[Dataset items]
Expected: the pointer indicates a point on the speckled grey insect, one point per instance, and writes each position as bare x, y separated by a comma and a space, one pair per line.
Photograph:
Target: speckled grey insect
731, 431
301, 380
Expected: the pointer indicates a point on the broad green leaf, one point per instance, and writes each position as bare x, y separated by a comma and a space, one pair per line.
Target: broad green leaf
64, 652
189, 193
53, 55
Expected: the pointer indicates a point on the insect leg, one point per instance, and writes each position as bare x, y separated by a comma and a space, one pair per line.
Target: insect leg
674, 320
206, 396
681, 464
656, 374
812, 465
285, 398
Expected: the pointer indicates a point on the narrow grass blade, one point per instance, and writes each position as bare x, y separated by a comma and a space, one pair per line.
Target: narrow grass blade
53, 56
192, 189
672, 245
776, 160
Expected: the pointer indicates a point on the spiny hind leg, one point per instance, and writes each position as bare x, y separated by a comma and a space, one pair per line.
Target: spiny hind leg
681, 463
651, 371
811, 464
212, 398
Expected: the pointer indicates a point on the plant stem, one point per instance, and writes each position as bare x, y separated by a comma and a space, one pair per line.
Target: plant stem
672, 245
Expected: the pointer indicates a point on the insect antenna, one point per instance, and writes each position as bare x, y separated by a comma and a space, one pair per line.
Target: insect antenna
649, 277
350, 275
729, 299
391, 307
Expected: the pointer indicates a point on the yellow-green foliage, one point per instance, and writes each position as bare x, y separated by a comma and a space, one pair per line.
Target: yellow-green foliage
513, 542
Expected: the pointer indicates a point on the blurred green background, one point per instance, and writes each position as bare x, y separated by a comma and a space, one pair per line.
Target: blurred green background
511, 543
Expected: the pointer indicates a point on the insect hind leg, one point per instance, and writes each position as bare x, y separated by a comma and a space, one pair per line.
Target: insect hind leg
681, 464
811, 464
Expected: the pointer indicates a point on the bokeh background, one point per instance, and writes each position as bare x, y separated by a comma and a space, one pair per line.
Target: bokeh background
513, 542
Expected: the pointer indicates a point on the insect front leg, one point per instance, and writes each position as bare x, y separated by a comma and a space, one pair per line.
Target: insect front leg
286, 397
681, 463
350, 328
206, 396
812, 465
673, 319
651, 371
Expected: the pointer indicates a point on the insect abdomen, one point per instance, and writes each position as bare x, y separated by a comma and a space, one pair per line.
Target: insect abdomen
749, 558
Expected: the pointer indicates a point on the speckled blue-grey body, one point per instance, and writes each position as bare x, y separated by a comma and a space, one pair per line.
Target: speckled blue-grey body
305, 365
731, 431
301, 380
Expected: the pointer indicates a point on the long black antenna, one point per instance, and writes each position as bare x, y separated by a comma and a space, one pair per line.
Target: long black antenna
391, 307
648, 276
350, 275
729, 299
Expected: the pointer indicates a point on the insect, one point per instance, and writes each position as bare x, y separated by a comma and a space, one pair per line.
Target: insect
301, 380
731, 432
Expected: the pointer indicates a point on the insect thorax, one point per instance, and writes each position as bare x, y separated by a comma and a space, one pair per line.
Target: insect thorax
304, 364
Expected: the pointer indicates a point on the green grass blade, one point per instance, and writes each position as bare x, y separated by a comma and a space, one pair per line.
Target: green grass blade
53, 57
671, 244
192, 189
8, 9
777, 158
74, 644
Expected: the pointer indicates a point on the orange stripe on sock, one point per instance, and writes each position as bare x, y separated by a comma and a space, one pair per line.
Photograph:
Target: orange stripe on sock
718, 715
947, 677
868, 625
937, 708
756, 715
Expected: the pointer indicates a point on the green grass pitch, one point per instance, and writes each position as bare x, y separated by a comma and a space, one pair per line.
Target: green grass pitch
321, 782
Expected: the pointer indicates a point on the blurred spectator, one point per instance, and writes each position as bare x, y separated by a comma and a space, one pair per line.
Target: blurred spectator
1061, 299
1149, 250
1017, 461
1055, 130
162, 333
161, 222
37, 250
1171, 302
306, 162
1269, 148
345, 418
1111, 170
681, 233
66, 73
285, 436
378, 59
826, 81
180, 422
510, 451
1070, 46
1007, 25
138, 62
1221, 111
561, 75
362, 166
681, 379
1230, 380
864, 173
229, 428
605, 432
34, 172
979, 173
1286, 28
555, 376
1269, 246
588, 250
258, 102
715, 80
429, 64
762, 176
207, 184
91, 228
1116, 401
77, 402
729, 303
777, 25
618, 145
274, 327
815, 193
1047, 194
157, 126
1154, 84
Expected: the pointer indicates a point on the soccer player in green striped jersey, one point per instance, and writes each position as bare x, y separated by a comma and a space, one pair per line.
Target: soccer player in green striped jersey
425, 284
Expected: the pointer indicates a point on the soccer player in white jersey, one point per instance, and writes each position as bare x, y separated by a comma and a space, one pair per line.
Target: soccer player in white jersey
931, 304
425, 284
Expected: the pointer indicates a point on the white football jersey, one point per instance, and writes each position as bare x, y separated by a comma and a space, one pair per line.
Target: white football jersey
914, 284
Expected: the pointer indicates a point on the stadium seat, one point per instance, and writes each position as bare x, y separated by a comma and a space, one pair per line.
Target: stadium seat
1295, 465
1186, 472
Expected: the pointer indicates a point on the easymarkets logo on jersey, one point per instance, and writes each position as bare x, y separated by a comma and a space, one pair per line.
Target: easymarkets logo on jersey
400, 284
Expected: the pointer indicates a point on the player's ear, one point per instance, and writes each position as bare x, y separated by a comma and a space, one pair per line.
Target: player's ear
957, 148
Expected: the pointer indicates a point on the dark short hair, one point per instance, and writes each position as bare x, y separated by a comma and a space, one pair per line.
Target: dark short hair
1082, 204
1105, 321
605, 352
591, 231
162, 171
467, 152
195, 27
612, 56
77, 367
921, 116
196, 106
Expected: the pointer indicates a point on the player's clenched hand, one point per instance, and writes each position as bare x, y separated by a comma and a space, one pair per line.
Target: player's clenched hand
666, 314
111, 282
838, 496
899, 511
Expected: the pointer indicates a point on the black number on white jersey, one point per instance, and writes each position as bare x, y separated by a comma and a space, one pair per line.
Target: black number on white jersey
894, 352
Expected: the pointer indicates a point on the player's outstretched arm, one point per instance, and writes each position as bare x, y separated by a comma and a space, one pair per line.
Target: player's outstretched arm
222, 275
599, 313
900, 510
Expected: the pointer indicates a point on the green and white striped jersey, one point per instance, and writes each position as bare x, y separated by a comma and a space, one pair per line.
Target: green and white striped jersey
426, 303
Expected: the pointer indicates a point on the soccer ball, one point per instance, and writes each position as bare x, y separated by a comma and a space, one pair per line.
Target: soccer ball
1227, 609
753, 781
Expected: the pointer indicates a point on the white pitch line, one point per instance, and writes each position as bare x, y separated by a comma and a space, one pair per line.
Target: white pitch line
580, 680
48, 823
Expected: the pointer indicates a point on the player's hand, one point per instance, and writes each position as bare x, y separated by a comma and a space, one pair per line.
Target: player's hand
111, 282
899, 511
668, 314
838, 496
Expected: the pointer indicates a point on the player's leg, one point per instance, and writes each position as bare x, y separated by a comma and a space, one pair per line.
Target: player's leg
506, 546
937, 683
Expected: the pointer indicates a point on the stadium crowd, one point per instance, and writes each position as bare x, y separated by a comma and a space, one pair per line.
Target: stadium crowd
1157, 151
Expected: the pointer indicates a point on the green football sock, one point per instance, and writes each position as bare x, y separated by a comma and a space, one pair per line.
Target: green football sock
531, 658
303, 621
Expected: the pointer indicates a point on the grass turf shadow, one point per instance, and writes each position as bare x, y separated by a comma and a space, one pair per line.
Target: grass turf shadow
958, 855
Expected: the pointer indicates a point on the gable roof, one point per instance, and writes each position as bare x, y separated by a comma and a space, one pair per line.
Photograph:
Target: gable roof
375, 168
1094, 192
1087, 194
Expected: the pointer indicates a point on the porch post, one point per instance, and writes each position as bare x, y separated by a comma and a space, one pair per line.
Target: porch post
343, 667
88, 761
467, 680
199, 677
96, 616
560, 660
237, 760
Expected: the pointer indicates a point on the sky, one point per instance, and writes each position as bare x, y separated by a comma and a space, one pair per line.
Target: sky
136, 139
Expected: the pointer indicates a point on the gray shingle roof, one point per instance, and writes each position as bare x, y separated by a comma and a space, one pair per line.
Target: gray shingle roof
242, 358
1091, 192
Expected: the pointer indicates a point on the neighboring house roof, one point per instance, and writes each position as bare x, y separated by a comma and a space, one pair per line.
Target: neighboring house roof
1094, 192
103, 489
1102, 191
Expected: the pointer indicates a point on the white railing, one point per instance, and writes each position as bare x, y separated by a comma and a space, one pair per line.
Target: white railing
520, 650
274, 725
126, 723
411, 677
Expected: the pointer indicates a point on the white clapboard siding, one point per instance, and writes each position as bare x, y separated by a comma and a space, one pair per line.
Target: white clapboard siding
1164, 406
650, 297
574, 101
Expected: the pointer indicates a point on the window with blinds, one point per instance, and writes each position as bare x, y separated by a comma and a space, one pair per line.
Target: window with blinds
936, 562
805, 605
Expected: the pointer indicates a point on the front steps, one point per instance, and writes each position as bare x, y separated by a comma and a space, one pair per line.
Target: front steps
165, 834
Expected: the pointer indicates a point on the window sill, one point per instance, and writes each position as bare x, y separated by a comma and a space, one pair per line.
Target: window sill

(Work to be completed): Repeat the records from the line containing "Expected: the pointer indicates a point on the window sill, one" through the end, swapping "window sill" for "window ledge" and leaving everything else unchanged.

(Response to the task):
Expected: the pointer indicates a point on the window ledge, one point per instance, and writes each position as bare x, y separated by a comma and a space, one pair per line.
Target: window ledge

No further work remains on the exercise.